◆ What is expected:
Identify every line in the entries below that contains the word "gravel", and copy each of those lines in full. Matching is case-sensitive.

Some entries
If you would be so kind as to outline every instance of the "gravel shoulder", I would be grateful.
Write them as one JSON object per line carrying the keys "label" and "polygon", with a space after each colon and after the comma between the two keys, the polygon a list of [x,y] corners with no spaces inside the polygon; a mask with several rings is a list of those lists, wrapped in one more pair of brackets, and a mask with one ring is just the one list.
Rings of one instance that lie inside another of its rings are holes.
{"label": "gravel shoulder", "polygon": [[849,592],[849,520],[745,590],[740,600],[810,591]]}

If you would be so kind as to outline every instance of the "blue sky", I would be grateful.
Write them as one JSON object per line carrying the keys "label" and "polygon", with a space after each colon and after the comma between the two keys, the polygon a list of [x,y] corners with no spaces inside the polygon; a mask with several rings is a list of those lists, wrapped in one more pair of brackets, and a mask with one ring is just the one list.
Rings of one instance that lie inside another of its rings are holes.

---

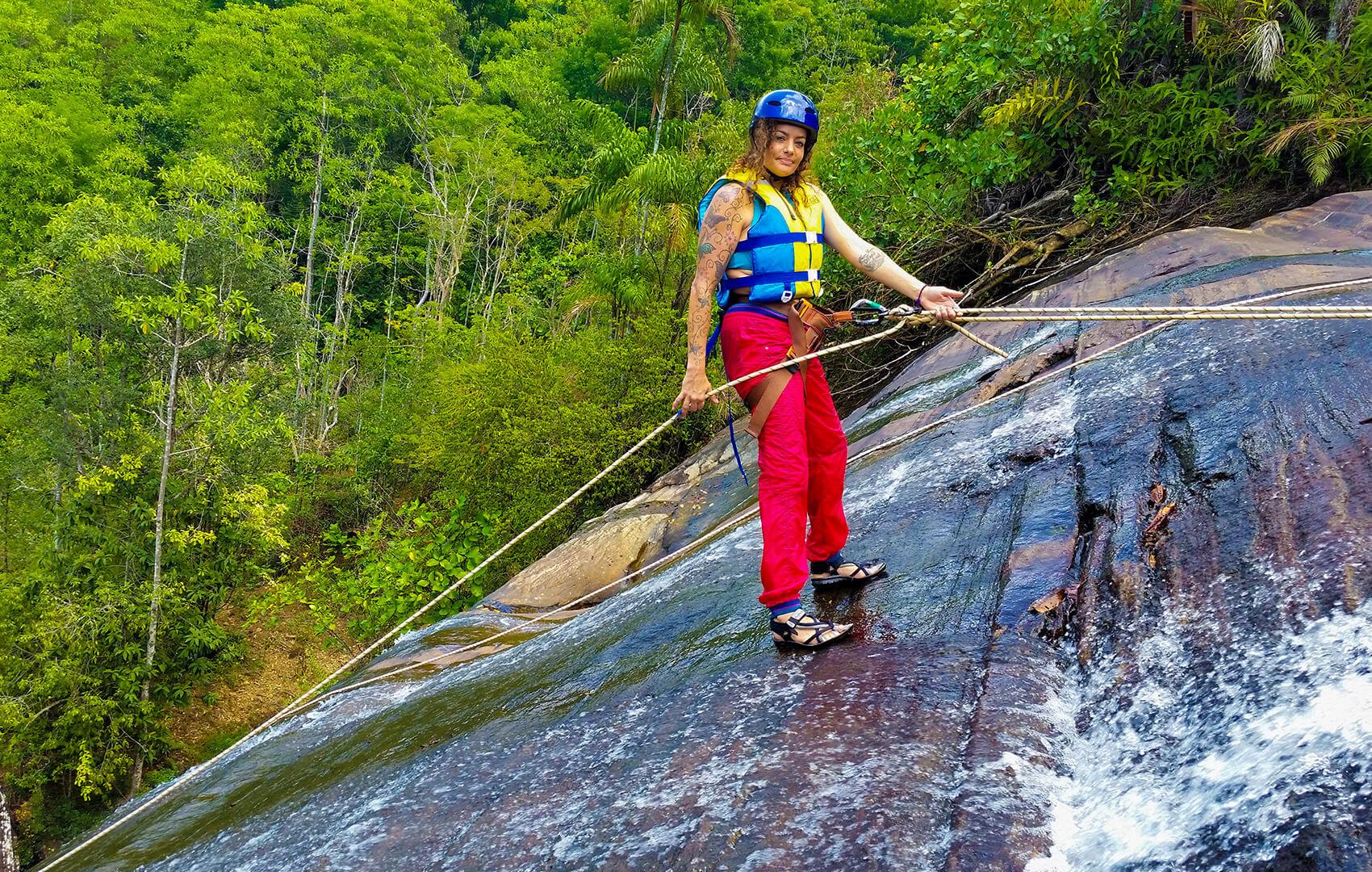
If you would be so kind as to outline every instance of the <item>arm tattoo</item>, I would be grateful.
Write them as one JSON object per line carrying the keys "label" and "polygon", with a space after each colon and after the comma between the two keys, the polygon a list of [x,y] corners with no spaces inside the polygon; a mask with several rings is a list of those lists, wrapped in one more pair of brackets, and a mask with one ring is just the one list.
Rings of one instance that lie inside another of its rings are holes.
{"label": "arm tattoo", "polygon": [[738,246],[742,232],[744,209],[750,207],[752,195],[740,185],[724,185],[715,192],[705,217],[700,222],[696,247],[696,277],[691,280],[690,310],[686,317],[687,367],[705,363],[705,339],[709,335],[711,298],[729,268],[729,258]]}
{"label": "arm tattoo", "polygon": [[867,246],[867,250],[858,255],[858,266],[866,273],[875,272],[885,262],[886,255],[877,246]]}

--

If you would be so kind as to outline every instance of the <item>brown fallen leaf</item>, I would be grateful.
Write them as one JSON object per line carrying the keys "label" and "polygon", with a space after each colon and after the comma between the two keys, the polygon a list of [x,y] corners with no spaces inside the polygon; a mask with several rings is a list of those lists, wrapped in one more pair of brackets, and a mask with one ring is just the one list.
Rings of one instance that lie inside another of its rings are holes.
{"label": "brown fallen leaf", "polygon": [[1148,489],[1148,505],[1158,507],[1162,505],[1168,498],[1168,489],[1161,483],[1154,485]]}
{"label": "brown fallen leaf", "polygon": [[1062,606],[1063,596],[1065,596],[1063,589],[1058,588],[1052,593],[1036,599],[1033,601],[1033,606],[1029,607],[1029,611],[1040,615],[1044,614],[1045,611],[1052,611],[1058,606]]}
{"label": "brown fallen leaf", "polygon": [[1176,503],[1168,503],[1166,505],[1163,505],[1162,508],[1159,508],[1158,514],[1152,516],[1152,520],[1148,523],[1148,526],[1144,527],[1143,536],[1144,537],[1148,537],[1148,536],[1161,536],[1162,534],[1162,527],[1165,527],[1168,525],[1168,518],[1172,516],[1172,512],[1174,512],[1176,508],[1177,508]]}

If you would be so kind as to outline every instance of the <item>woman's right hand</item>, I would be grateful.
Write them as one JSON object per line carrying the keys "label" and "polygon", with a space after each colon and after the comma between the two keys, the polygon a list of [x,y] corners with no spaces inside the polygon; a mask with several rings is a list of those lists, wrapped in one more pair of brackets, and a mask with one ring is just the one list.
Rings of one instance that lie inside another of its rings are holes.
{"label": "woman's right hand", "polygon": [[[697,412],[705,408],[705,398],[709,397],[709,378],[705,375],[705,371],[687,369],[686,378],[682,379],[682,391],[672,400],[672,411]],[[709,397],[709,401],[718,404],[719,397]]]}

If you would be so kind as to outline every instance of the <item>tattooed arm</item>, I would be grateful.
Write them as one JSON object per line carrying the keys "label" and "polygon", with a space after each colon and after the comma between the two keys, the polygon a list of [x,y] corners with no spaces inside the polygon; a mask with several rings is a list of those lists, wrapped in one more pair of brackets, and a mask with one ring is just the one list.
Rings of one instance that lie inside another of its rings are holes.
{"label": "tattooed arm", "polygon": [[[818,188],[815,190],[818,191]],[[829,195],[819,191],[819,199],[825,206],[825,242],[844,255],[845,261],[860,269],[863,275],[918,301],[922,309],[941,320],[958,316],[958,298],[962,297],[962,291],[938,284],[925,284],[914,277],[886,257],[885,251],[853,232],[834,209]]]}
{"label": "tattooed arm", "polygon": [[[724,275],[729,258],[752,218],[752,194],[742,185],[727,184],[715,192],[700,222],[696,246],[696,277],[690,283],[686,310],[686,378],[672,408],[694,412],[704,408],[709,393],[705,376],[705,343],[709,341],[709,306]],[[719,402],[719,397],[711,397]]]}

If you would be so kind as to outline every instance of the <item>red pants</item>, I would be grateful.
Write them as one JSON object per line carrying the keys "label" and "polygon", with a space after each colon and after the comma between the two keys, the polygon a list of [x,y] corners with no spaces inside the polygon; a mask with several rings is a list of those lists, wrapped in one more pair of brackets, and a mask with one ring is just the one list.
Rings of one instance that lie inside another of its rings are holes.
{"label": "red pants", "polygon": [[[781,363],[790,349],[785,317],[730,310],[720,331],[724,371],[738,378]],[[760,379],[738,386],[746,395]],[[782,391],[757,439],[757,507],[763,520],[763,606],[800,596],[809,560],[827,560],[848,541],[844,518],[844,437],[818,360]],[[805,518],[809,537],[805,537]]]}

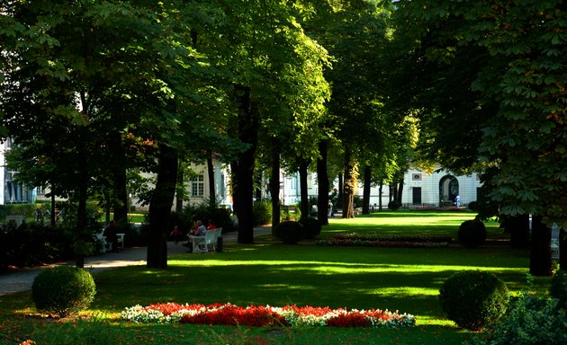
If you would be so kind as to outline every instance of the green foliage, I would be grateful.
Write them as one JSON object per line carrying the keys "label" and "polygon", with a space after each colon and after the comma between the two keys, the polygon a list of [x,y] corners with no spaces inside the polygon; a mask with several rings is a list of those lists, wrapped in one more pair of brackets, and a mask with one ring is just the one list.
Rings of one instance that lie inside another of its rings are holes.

◆ Exercise response:
If you would be so kind as to outline every instance of the "gravel shoulder", I would be grateful.
{"label": "gravel shoulder", "polygon": [[849,592],[849,520],[745,590],[740,600],[810,591]]}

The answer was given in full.